* _OBJECTIVE_
Display each line in the rows below that contains the string "cover".

* _DATASET CONTENT_
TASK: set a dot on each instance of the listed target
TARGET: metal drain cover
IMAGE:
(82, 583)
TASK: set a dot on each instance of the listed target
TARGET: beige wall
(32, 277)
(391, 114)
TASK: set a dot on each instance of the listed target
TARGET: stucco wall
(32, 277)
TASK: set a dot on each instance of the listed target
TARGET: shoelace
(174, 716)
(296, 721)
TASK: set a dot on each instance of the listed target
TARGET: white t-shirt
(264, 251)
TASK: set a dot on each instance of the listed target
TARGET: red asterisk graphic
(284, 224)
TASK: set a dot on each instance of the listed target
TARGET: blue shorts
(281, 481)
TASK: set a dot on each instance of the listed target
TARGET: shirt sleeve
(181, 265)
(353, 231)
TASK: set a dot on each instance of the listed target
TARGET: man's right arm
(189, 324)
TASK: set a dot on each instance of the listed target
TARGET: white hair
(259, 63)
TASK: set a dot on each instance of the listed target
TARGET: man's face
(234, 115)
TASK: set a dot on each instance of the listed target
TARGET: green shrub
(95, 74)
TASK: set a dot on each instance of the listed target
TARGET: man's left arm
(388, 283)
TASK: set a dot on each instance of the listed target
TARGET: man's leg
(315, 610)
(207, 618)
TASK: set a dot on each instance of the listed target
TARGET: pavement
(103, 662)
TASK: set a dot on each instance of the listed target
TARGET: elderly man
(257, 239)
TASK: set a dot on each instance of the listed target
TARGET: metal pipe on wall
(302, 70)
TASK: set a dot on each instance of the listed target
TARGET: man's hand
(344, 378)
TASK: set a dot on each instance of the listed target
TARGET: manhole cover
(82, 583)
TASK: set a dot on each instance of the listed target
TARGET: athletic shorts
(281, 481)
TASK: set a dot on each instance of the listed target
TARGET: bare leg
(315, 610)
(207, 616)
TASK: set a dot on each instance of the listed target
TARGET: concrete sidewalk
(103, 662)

* _RESPONSE_
TARGET: metal drain cover
TARGET: manhole cover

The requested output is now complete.